EXERCISE GOAL: Give the count of lines in the entries that include "landing", and write nothing besides it.

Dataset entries
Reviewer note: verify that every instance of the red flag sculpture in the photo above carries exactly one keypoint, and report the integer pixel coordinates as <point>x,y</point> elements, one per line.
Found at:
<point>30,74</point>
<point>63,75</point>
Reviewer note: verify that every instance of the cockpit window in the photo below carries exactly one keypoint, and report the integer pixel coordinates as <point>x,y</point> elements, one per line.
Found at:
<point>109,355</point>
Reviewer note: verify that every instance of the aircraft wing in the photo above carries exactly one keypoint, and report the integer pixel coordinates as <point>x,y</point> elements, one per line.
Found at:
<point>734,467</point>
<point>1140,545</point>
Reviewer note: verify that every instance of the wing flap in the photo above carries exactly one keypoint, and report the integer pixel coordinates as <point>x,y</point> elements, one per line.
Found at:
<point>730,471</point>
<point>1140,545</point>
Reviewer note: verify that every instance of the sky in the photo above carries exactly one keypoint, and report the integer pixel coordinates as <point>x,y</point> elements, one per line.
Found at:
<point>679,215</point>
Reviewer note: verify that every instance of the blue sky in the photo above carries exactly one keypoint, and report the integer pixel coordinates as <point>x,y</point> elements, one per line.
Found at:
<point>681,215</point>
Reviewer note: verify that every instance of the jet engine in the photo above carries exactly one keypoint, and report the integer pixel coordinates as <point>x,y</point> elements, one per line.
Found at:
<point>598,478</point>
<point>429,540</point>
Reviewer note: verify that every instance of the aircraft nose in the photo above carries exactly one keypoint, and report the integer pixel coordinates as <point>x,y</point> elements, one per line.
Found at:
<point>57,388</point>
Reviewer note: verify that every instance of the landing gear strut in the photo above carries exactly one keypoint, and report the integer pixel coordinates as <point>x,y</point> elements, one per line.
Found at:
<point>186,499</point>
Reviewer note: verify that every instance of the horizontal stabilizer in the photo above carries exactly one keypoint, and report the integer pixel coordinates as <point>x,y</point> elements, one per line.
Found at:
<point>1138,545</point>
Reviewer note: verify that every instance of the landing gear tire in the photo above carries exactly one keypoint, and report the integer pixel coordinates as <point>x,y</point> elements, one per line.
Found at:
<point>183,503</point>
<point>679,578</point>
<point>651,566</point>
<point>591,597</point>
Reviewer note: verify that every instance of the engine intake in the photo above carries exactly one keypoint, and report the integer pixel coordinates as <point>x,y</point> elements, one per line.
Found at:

EXPECTED OUTPUT: 2